> [Source extract]:
════════════════

The school's business elective course produced a few entrepreneurs. In 2012, juniors Matthew Tukel and Sawyer Altman started their own energy drink business 313Energy. In 2015, junior Max Feber developed a cold coffee brewing apparatus BRUW and raised more than $10,000 from more than 180 backers on Kickstarter for its production. Eventually, he landed a deal with Mark Cuban on Shark Tank.

In 2019 the school changed its schedule with a later start time, with school days running now from 8:30 AM to 3:15 PM. Starting one hour later helps the physical and mental well-being of teens, who were often too sleepy to be focused for early-morning classes.

As part of its mission, FJA inspires students to dedicate themselves to Jewish tradition, peoplehood, and the State of Israel. The senior-year Israel trip is now part of the curriculum.

In 2019 the school created the Frankel Merit Scholars Program, a four-year, merit-based $20,000 per year scholarship for up to 15 new students. At that time, tuition was $25,000 per year. To increase enrollment, in 2022 FJA introduced the Shorashim Grants where current and incoming families, regardless of the ability to pay, can choose up to $10,000 per student annually.

== Extracurriculars ==
=== Performing arts ===
FJA has an active theater program that produces up to two productions per year under direction of Mitch Master, the school's founding director of fine and performing arts. Occasionally, the school invites younger local actors for its bigger productions, such as Munchkins and Flying Monkeys for 2004 production of The Wizard of Oz or orphans and Fagin's gang of thieves for 2012 production of Oliver!.

=== Sports ===
The school's mascot is the Jaguar. The FJA Jaguars (or, Jags for short) participate in interscholastic sports, competing in the Catholic League division. The school doesn't play from sundown Friday to sunset Saturday because of the Jewish Sabbath. In 2005, the school sued the Michigan High School Athletic Association (MHSAA) that discriminated against it by scheduling tournament games on Saturdays. In 2009, FJA won the ruling in the state appeals court. In 2021, FJA junior Merrick Michaelson who qualified for state meet was given an accommodation by MHSAA: he ran the challenging Michigan International Speedway cross country course all by himself on Friday, one day before the actual state meet Saturday. Running solo was something that had never been done in the nearly 100-year history of the cross country state meet.

════════════════

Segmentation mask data
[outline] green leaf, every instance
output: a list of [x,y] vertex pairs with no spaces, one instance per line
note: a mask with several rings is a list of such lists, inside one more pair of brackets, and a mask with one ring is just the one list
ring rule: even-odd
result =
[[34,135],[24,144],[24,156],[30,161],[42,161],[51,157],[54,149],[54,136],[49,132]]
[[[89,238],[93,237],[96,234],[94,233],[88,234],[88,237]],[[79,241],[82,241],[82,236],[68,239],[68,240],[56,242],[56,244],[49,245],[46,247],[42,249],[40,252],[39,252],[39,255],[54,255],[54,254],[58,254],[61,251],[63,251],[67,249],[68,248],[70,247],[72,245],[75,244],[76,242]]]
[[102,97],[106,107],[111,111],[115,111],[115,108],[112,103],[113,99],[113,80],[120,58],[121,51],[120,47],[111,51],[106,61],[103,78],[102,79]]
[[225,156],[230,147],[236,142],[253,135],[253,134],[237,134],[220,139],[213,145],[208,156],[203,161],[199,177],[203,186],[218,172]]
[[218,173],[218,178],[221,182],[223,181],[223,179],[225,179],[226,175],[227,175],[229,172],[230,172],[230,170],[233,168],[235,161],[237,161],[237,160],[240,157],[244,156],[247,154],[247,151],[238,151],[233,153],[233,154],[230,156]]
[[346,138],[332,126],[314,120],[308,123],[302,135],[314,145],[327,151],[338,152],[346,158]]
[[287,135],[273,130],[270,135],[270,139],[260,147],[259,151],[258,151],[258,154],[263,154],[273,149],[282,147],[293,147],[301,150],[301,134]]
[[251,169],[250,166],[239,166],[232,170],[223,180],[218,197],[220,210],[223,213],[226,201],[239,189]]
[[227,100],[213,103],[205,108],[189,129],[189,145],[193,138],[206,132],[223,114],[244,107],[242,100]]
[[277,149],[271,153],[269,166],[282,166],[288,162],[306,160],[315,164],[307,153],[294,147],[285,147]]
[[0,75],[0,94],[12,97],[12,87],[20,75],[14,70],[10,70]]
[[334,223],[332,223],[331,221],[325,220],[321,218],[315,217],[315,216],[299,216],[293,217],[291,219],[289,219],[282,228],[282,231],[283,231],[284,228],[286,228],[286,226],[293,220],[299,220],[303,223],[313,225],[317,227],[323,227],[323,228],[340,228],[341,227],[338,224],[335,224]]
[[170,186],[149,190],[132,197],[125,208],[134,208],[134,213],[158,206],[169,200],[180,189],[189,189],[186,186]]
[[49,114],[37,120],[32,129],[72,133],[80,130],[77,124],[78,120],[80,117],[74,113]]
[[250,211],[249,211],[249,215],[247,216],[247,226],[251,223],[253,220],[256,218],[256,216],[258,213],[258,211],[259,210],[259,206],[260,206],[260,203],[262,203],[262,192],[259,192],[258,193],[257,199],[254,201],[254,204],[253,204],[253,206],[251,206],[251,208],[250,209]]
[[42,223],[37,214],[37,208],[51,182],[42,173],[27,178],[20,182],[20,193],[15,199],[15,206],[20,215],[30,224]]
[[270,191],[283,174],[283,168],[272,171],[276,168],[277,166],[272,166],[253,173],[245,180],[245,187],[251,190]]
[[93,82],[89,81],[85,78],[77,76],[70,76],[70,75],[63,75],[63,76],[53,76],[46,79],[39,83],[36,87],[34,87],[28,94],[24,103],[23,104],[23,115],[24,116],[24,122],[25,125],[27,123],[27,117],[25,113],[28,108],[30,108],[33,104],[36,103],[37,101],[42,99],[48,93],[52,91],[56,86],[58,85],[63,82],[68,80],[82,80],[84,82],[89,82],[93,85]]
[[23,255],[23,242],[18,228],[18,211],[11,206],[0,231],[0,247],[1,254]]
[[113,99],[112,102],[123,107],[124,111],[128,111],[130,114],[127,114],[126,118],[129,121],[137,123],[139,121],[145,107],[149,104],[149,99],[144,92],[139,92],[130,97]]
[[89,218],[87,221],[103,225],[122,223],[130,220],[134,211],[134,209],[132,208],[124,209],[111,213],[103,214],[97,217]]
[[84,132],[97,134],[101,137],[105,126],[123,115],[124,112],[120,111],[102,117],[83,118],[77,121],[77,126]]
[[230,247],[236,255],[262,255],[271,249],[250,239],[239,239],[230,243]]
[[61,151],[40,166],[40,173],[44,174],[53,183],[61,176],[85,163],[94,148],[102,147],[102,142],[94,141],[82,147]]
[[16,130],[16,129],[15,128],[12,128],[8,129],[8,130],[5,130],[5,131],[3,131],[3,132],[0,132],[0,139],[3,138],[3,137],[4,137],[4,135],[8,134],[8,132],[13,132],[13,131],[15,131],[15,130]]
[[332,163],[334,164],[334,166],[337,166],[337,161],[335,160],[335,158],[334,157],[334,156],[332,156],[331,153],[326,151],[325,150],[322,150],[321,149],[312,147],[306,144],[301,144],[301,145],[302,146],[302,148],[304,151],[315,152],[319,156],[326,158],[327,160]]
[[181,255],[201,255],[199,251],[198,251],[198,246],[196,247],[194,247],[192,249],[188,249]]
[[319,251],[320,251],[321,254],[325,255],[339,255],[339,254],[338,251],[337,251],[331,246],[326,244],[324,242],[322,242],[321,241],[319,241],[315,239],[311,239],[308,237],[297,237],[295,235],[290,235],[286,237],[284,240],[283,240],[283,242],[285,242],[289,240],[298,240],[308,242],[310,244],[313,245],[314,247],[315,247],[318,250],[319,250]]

════════════════

> [What this task involves]: Extend the text about the school FJA with a few sentences that pick up after its last line.

> [Response to this task]:
== Heads of school ==
Rabbi Lee Buckman (1999–2008). Rabbi Buckman, 37, from Conservative Congregation Beth Israel in Milwaukee, was recruited as the future school's founding head in April 1999, having been chosen from about 80 applicants for this position. He built a group of administrators and faculty that shared his passion for the school and opened it in 2000. During his nine-year tenure, the school grew from 51 students to 223. "It is very difficult to make all Jews happy, but Rabbi Buckman was able to walk that line," said Debbie Wrotslaysky, FJA mathematics department head. "He did an unbelievable job in keeping all of his constituents happy." Rabbi Buckman served the FJA until 2008. In 2009 he departed Michigan to begin his post as head of school at the Katherine and Jacob Greenfield Hebrew Academy in Atlanta, leaving behind "a joyous legacy of learning".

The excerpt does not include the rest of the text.